Input:
_ _ _

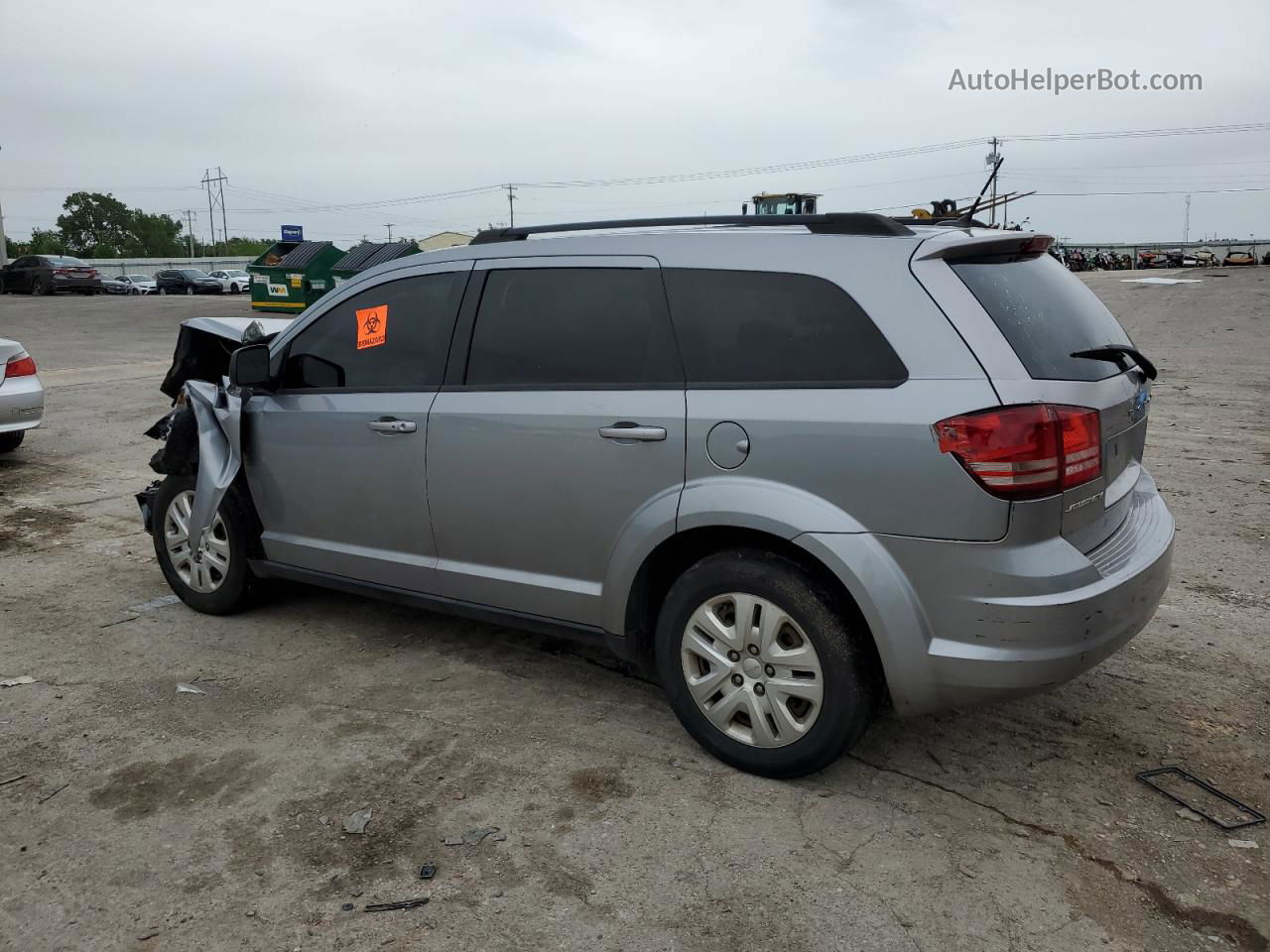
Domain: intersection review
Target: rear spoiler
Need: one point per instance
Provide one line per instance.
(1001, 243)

_ _ _

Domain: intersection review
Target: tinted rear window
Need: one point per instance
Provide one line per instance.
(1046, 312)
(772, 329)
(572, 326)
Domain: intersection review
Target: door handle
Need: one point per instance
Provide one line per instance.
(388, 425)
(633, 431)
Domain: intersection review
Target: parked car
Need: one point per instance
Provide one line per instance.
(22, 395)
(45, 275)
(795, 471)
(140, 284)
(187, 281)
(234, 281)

_ _ _

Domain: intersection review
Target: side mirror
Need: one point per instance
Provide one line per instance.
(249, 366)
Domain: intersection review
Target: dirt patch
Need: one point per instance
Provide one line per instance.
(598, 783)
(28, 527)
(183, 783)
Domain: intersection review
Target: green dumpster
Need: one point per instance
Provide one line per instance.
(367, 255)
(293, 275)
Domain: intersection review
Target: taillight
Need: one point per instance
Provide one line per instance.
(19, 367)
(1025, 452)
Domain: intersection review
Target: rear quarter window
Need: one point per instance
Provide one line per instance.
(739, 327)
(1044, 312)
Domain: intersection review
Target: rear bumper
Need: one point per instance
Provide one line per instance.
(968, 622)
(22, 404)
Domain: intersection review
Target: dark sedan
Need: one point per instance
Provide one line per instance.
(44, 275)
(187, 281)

_ _ _

Stated exercise: Pull together every line of the entries above that contains the word "Target", copying each one in full.

Right answer:
Target: rear spoiler
Target: tinted rear window
Target: door handle
Target: parked car
Target: side mirror
Target: dirt patch
Target: green dumpster
Target: taillight
Target: rear quarter window
Target: rear bumper
Target: dark sedan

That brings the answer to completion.